Without skipping or changing anything, print all the entries.

[Collection entries]
►

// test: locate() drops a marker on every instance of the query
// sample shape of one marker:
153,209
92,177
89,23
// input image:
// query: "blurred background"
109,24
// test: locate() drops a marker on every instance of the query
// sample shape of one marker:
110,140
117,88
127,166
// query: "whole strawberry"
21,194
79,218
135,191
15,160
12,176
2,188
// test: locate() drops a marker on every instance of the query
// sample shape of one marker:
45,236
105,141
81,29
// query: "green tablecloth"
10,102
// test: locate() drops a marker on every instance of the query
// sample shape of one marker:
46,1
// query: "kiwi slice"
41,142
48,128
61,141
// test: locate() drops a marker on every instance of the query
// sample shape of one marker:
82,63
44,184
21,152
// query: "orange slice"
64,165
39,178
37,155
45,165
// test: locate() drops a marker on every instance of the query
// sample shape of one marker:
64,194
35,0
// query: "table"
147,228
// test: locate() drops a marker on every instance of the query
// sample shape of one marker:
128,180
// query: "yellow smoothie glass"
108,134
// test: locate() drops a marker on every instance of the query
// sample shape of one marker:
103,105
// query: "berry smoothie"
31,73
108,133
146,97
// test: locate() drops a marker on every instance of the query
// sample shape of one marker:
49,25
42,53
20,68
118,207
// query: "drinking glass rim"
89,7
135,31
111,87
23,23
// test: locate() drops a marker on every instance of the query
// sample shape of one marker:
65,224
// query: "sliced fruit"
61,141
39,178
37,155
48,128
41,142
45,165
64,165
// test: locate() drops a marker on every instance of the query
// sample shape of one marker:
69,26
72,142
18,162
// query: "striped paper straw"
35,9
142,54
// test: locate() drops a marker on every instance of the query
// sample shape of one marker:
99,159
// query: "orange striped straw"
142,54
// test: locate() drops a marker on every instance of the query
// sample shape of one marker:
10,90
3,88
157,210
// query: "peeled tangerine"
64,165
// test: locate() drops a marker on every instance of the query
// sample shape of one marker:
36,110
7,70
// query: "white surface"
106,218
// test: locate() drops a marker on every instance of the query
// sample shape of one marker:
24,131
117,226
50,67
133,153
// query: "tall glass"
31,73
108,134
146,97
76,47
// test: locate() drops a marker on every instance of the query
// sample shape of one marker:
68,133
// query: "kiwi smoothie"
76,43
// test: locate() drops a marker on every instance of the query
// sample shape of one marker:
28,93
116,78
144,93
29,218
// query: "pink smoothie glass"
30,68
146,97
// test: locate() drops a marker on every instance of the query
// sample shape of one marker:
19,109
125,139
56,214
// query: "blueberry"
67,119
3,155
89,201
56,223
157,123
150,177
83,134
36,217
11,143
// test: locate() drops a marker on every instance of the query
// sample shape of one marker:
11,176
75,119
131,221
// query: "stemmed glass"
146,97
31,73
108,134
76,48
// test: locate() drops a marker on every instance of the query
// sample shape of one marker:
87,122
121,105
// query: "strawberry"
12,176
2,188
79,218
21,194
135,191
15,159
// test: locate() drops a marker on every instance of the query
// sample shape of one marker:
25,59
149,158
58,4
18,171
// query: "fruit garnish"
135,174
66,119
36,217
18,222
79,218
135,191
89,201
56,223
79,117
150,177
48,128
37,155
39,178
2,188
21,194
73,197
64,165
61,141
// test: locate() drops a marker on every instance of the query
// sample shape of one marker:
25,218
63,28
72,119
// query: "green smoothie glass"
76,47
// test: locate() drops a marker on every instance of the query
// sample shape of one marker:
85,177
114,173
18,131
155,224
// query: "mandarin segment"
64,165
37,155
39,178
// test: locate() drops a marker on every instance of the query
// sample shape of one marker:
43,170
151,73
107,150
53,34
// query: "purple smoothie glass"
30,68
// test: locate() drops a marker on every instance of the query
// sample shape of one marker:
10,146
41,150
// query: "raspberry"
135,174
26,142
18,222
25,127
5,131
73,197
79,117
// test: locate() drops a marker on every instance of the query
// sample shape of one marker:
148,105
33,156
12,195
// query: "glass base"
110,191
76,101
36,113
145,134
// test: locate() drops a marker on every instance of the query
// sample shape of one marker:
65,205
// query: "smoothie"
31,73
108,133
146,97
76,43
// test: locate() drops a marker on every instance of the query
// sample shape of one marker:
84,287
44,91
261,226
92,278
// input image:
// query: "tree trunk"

◄

# Response to this exercise
// test: locate() drops a marker on every instance of the query
// sample shape of one marker:
153,209
92,177
89,23
// input image:
// query: "blurred background"
109,24
// test: locate() drops a marker on every instance of the query
// sample shape of one marker:
110,140
117,88
127,166
// query: "whole strawberry"
21,194
79,218
135,191
15,160
12,176
2,188
// test: locate() drops a marker on every instance of the query
// sample shape of one marker:
45,236
105,141
81,29
// query: "green tablecloth"
10,102
// test: locate() drops a marker on every instance of the query
// sample shape of one marker:
46,1
// query: "kiwi slice"
41,142
48,128
61,141
// test: locate() drops a marker on every instance of the query
// sample shape of one marker:
82,63
44,184
21,152
// query: "orange slice"
64,165
39,178
37,155
45,165
// test: locate() drops a marker on every instance of the query
// sample shape of one marker:
64,194
35,0
// query: "table"
147,228
// test: locate() drops a marker on every instance of the query
// sample shape of one marker:
128,180
// query: "yellow smoothie glass"
108,134
// test: locate() drops a marker on every instance of the query
// sample shape of one marker:
103,105
// query: "berry smoothie"
31,73
108,133
146,97
// test: locate() drops a marker on every instance of the query
// sample shape of one marker:
49,25
42,53
20,68
118,207
// query: "drinking glass rim"
89,7
135,31
111,87
23,23
// test: locate() drops a marker on every instance of the query
// sample shape of one marker:
65,224
// query: "sliced fruit"
61,141
39,178
37,155
48,128
41,142
45,165
64,165
// test: locate() drops a marker on every instance of the query
// sample shape of one marker:
69,26
72,142
18,162
// query: "striped paper straw"
35,9
142,54
// test: locate() drops a marker on every instance of the query
// sample shape of one marker:
99,159
// query: "orange striped straw"
142,54
// test: locate() drops a marker on every instance of the query
// sample shape of one marker:
10,90
3,88
157,210
// query: "peeled tangerine"
64,165
// test: locate() drops a marker on every instance of the query
// sample shape of one marker:
36,110
7,70
// query: "white surface"
106,218
// test: locate() drops a marker on every instance of the query
// sample shape of one marker:
24,131
117,226
50,67
133,153
// query: "tall glass"
31,73
108,134
146,97
76,47
// test: locate() drops a marker on every instance of the query
// sample shape of one marker:
68,133
// query: "kiwi smoothie"
76,43
// test: locate() drops a marker on every instance of the query
// sample shape of one marker:
28,93
116,78
144,93
29,218
// query: "pink smoothie glass"
30,68
146,97
// test: locate() drops a marker on every instance of the query
// sample shape of one marker:
19,109
125,139
56,214
// query: "blueberry"
67,119
3,155
89,201
56,223
157,123
150,177
83,134
36,217
11,143
// test: locate() drops a marker on every instance of the query
// sample shape of one marker:
11,176
75,119
131,221
// query: "stemmed glass"
146,97
31,73
108,134
76,48
// test: locate() drops a marker on every instance of the query
// sample shape of one marker:
87,122
121,105
// query: "strawberry"
12,176
2,188
79,218
21,194
135,191
15,159
// test: locate() drops a marker on every instance of the query
// sample shape of one marker:
25,59
149,158
58,4
18,171
// query: "fruit garnish"
135,174
66,119
36,217
18,222
79,218
135,191
89,201
56,223
79,117
150,177
48,128
37,155
39,178
2,188
21,194
73,197
64,165
61,141
// test: locate() drops a marker on every instance of the query
// sample shape of one marker:
25,218
63,28
72,119
// query: "green smoothie glass"
76,47
// test: locate() drops a marker on every instance of the query
// sample shape of one marker:
85,177
114,173
18,131
155,224
// query: "mandarin segment"
64,165
37,155
39,178
// test: locate() drops a marker on every instance of the query
// sample shape of one marker:
43,170
151,73
107,150
53,34
// query: "purple smoothie glass"
30,68
// test: locate() drops a marker on every instance of the query
// sample shape of one marker:
10,146
41,150
// query: "raspberry"
135,174
26,142
18,222
25,127
5,131
73,197
79,117
// test: locate() drops a marker on every instance of the query
// sample shape of one marker:
148,105
33,156
12,195
// query: "glass base"
110,191
76,101
36,113
145,134
// test: locate() drops a marker on every instance of the query
// sample shape of one marker:
65,205
// query: "smoothie"
31,73
108,133
146,97
76,43
// test: locate() drops a marker on every instance of the query
// sample shape of one marker:
84,287
44,91
261,226
92,278
// input image:
// query: "tree trunk"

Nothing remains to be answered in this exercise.